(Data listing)
........

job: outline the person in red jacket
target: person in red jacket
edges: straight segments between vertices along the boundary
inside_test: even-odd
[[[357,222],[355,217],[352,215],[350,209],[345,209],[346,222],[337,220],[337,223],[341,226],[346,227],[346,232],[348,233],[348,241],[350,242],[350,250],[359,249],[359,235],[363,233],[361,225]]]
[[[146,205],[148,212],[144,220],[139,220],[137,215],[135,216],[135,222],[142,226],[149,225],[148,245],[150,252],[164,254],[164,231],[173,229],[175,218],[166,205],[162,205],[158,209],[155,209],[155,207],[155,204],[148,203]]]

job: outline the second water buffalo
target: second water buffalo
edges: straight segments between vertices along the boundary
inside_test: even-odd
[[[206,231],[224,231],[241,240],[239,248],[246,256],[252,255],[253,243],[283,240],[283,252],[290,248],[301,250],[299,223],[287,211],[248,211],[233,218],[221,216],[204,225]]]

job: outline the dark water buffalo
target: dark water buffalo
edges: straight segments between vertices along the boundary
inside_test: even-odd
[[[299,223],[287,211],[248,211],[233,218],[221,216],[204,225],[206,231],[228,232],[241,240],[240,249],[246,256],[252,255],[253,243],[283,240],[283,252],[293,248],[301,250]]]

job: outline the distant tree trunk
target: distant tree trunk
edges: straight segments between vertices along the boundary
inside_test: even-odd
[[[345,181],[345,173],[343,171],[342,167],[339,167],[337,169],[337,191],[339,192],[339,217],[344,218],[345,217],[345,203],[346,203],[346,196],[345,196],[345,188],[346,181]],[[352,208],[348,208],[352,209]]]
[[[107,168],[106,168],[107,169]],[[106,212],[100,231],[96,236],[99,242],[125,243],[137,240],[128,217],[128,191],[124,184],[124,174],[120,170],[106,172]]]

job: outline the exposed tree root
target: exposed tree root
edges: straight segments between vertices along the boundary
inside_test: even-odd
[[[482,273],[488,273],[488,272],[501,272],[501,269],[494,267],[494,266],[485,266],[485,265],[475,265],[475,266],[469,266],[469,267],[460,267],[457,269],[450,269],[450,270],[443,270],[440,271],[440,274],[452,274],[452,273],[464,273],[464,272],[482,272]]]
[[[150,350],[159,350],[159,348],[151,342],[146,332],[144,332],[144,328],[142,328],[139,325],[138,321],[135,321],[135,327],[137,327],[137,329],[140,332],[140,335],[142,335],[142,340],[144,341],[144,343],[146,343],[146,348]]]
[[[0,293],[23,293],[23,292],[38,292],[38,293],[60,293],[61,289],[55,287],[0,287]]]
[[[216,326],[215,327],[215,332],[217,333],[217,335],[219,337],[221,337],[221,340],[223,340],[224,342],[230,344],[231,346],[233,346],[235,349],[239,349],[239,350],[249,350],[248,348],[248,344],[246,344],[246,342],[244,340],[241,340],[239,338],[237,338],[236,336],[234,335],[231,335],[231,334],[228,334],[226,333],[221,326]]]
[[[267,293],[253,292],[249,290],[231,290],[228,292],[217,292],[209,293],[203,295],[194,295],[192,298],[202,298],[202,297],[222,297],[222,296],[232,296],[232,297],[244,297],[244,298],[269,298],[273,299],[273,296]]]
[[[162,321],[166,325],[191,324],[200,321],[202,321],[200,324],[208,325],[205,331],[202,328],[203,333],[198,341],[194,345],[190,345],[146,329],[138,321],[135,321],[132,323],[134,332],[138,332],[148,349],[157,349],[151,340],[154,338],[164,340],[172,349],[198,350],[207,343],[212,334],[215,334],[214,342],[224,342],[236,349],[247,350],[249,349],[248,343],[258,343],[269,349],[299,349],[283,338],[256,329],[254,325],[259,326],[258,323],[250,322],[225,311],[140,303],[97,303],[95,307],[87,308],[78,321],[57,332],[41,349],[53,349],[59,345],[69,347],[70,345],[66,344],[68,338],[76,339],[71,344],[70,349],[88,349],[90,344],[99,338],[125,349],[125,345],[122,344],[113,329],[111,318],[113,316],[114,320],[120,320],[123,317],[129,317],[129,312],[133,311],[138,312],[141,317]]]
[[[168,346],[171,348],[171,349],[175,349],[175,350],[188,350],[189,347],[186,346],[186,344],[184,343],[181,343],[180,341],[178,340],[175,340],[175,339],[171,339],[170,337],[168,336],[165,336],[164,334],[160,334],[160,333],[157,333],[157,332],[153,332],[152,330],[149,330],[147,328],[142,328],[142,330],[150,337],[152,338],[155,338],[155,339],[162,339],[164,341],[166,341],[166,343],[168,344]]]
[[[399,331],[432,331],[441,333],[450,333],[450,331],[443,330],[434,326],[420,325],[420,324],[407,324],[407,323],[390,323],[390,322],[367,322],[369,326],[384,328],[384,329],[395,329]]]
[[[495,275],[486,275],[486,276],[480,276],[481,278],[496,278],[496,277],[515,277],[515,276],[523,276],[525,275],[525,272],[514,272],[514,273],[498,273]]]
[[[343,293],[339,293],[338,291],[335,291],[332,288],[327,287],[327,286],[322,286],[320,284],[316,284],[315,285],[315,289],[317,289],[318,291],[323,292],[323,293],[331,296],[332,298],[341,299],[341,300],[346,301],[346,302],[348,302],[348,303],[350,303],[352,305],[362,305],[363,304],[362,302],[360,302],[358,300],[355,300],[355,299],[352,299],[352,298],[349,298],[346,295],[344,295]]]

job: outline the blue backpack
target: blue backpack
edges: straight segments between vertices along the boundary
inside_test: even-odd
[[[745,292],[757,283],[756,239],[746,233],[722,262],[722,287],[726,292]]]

........

• PROBLEM REQUIREMENTS:
Count the lines in the records above that contain the word "tree", and reply with the number alone.

• TASK RESULT:
4